● **Фрагмент текста**
На первых порах удивила меня и оперативная обстановка в Дели. С одной стороны, везде и всюду слышалось «Хинди-руси, бхай, бхай!» — «Да здравствует индийско-советская дружба!». А с другой стороны, я с первого же дня оказался под плотным наблюдением местной «наружки». Куда бы я ни выезжал, с женой или один, автомашины наружного наблюдения непременно сопровождали меня. В магазинах, на базаре и просто на улице — везде находились люди, которые навязчиво знакомились со мной, стараясь выведать как можно больше сведений обо мне и моих знакомых, даже случайных. Я понимал, что мои бирманские «друзья» из ЦРУ и СИС позаботились заблаговременно ориентировать индийскую контрразведку обо мне, о моем житье-бытье в Рангуне и, видимо, о том, что они подозревают меня в принадлежности к КГБ. Мне же оставалось лишь учитывать все это и вести себя подобающим образом.

● **Данные для обработки**
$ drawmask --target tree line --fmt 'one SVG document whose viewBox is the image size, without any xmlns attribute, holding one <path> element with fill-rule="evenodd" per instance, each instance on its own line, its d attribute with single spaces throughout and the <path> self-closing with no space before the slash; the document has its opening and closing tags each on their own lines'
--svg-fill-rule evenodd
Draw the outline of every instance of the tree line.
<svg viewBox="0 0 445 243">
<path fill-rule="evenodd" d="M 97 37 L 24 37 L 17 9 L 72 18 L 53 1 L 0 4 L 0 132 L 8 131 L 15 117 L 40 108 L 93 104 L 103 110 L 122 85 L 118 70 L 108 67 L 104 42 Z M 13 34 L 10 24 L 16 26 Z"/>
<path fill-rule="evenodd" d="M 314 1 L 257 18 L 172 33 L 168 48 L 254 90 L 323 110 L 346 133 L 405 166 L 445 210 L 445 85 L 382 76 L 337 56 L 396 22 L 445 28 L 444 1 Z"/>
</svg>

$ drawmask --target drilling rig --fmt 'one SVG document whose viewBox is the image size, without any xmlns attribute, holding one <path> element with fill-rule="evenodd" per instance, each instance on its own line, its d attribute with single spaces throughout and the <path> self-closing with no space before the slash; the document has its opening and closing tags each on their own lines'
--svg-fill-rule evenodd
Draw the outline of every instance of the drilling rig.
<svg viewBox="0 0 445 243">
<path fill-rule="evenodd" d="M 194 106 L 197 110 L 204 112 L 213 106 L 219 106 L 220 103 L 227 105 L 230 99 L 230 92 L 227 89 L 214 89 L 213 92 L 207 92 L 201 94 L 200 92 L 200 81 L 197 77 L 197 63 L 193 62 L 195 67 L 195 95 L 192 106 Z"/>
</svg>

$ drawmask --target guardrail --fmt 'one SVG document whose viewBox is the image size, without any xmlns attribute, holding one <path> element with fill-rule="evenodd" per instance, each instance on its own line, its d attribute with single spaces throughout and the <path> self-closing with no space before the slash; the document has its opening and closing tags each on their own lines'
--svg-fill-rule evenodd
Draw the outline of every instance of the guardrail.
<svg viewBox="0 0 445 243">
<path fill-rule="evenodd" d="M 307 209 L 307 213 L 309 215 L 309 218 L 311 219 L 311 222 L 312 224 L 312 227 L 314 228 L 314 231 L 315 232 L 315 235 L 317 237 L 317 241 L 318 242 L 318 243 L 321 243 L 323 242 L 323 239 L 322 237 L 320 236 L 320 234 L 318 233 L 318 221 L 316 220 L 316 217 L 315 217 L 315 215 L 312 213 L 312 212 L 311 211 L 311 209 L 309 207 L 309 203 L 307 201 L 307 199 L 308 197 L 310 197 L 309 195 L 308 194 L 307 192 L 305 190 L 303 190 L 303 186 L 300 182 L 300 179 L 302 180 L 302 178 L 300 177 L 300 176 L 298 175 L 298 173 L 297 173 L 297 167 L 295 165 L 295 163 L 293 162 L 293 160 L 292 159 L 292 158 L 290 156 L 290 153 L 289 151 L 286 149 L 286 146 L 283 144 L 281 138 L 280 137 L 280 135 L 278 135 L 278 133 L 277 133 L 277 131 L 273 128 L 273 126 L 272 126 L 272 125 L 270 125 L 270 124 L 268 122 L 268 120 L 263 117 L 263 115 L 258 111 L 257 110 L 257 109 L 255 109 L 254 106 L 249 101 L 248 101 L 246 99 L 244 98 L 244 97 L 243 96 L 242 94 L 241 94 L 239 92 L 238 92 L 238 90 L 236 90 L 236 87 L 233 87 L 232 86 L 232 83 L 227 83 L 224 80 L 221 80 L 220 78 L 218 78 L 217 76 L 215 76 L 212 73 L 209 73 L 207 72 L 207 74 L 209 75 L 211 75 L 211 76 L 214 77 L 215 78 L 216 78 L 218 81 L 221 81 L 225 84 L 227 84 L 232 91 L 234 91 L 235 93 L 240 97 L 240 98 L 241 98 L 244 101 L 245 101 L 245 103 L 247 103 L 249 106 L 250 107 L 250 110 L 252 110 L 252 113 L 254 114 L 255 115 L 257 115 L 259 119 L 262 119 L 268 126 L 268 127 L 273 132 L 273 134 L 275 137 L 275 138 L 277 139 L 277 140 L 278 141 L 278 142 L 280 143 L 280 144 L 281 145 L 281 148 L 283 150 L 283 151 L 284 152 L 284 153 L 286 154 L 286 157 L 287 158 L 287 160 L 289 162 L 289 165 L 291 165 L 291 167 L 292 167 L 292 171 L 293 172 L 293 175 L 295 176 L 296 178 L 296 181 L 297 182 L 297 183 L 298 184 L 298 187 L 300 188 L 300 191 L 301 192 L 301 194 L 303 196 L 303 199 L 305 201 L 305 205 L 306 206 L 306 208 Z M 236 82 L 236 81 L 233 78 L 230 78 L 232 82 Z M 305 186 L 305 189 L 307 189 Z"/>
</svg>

● **Письменные задания**
1. Укажите, сколько строк в записях содержат слово «drilling». В ответе должно быть только число.
2. Напишите продолжение текста о слежке в Дели, начав сразу после его последнего предложения.

● **Список ответов**
1. 2

2.
Теперь о задании по Б. Ш. «Провести установку» на нашем оперативном языке — значит выяснить, где и с кем проживает объект, а также где и в каком качестве он работает. На момент получения задания из Центра Б. Ш. не был известен резидентуре, никто из оперсостава даже не слышал его имени. Пришлось обращаться за помощью к агентуре. Узнали, что Б. Ш. относится к кругу весьма влиятельных политиков, что ведет затворнический образ жизни. На официальных мероприятиях и даже на государственных приемах появляется крайне редко.

Наконец, нам стало известно, что Б. Ш. крайне подозрительно относится к американцам, но тщательно скрывает это, поскольку по роду службы поддерживает с ними рабочие контакты.

Даже этих далеко неполных сведений было вполне достаточно для того, чтобы признать, что «Герман» (так мы назвали Б. Ш.) представляет для нашей службы, как мы выражаемся, «несомненный оперативный интерес».

Очевидно было и то, что мне необходимо установить с ним личный контакт, то бишь познакомиться. Но сделать это так, чтобы никоим образом не засветить наш интерес к нему ни перед местной контрразведкой, ни, боже упаси, перед ЦРУ или СИС. Но где и как выйти на этого затворника?

Подходящий случай представился примерно через месяц. Знакомство состоялось на нейтральной почве, как бы невзначай. И главное - «Герман» не только не уклонился от контакта, но и, как мне показалось, проявил заинтересованность в продолжении знакомства с советским представителем.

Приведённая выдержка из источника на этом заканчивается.